CONSEGNA: Ricopia tutte le righe dei dati qui sotto senza alcuna modifica, tralasciando le immagini.

Estratti di dati per l'etichettatura delle posizioni
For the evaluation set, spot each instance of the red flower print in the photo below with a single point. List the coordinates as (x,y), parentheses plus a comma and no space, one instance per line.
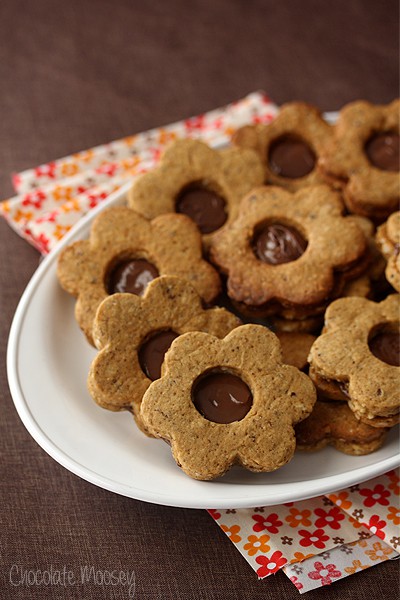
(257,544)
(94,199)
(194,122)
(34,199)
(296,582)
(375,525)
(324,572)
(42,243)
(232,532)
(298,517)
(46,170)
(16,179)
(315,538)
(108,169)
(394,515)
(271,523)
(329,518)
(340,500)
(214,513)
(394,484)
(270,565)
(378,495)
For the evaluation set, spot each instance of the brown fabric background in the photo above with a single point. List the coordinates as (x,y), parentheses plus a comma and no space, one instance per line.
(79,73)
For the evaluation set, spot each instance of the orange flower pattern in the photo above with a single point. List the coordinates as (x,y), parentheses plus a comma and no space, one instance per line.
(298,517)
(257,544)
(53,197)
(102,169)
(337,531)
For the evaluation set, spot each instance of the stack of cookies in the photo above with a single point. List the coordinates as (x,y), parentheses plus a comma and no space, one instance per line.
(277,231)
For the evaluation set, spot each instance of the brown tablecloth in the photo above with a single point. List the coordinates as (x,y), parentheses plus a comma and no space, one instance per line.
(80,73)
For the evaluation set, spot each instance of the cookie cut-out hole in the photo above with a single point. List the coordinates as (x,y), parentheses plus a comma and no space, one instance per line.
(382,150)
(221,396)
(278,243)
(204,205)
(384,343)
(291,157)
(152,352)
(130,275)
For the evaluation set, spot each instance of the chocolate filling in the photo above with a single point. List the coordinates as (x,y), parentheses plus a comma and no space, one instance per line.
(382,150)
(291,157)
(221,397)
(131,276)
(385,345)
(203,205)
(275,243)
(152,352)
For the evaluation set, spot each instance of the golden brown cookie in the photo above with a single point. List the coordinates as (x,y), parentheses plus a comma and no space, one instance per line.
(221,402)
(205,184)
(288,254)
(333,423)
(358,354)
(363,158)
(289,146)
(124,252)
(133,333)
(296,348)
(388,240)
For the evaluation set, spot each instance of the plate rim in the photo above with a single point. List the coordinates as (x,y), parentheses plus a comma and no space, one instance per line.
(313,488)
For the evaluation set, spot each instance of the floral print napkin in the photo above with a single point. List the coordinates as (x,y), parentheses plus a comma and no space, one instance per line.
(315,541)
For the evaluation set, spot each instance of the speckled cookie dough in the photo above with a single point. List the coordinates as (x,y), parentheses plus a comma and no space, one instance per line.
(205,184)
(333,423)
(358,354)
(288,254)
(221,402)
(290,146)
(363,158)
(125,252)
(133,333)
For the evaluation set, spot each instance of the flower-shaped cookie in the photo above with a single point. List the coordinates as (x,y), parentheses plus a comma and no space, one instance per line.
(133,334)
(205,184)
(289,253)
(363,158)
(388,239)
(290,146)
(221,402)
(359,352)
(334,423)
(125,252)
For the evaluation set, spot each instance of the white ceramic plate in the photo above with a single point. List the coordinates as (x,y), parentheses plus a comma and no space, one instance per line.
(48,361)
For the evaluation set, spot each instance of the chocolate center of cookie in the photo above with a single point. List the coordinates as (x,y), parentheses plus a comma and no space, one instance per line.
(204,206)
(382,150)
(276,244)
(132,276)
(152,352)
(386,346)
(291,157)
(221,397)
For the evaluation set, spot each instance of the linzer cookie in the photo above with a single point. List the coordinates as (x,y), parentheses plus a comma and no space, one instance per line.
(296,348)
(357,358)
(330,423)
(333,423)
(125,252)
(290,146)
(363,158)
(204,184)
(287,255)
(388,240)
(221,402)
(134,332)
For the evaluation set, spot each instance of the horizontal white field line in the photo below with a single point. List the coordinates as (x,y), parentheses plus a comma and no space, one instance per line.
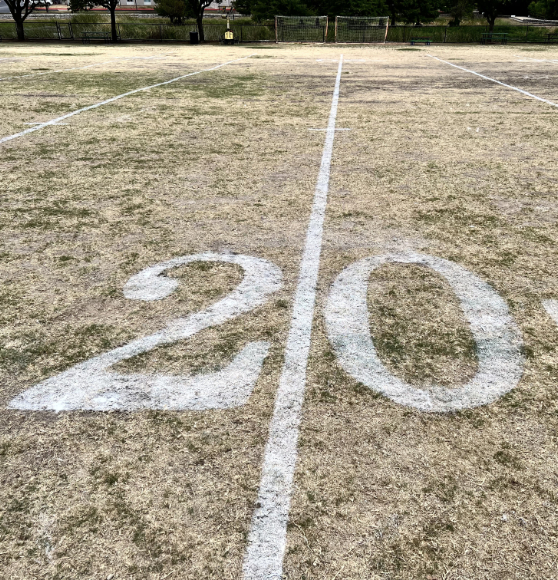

RISPOSTA SCRITTA:
For the evaluation set, spot each instance of the red flower print in the photo below with a single point. List the coordinates as (x,y), parentheses plus a comma and no space, one instance per line.
(257,544)
(94,199)
(194,122)
(34,199)
(296,582)
(375,525)
(324,572)
(42,243)
(232,532)
(298,517)
(46,170)
(16,179)
(315,538)
(108,169)
(394,515)
(271,523)
(329,518)
(340,500)
(214,513)
(394,484)
(270,565)
(378,495)
For the evaluation set, spot each instance of the brown fabric background in the photo above with a single point. List the coordinates as (x,y), parentheses plus a comma and no space, one instance per line.
(79,73)
For the evaluation set, spot each instance of the orange flower pattern in the photo above with a single point. List the coordinates as (x,y), parentheses plus a comma and no space, one instance per line.
(298,517)
(257,544)
(53,197)
(102,169)
(337,531)
For the evaluation set, spot each instance of the stack of cookies in the photo above with a single point. List the coordinates as (x,y), parentheses plus a comma and no space, one instance per line.
(277,231)
For the evaluation set, spot each instance of the brown tablecloth in the photo above with a single point. List the coordinates as (x,y), parentheses plus a comma and no space, one instance per line.
(80,73)
For the evaluation set, spot each instance of the cookie cut-out hole in the photo above with a single point. List the coordinates as (x,y), parentheses plus a comma and no space, one instance per line.
(382,150)
(221,396)
(278,243)
(204,205)
(384,343)
(291,157)
(152,352)
(130,275)
For the evaluation set, spot each instance of the chocolate filling in the photo above with a single point. List the coordinates as (x,y), parentheses plus a comma and no space, one instance per line.
(382,150)
(291,157)
(221,397)
(131,276)
(385,345)
(203,205)
(275,243)
(152,352)
For the evaluation set, spot each instance of the golden brown cookie in the photo above with a single point. List the coordinates as (x,y), parentheses plus a comma and no space, one instance per line.
(221,402)
(205,184)
(288,254)
(333,423)
(358,354)
(363,158)
(289,146)
(124,252)
(133,333)
(296,348)
(388,240)
For the evaluation set, spot each instance of the plate rim in the photo above with a single point. List the coordinates as (x,y), parentheses plus a comma and no space, one instance per line.
(313,488)
For the evaluation set, spot each instance of the floral print napkin in the photo above with a single point. List the coordinates as (x,y), parentheses plus a comma and no space, one instance per line.
(315,541)
For the evaluation set, spot each instance of the speckled cookie dough in the photo above with a single point. List the coordinates as (x,y), parentheses plus a comma and no space, one instance per line.
(205,184)
(333,423)
(358,354)
(288,254)
(221,402)
(290,146)
(363,158)
(125,252)
(133,333)
For the evaluation set, spot each instance of the flower-shaped cookie in the photo above with a single point. List the coordinates as (x,y), parentheses plus a comma and no space, one instance per line.
(133,334)
(205,184)
(289,253)
(363,158)
(388,239)
(290,146)
(221,402)
(359,352)
(334,423)
(125,252)
For the evaluation set, spot each instance of the white ceramic plate in the photo above with a single point. List the coordinates as (x,y), parentheses plus a comma and no space, one instance per line.
(48,361)
For the evaluation set, spot each instance of the chocolate center of cookie in the photo above with a single point. List the coordinates as (x,y), parentheses plus a comma and no space, one instance per line.
(204,206)
(382,150)
(276,244)
(132,276)
(152,352)
(386,346)
(291,157)
(221,397)
For the evaluation set, spot each instance of the linzer cookie in the photo above with a single point. List the coordinates as (x,y), parentheses plus a comma and no space, one instance per line.
(296,348)
(357,358)
(330,423)
(333,423)
(125,252)
(290,146)
(363,158)
(204,184)
(287,255)
(388,240)
(221,402)
(134,332)
For the evaluation set, spot each instance of the horizontal white field line in the photo below with a single point. List the coordinates as (x,y), parentheses plus a comma and no space, one instance per line.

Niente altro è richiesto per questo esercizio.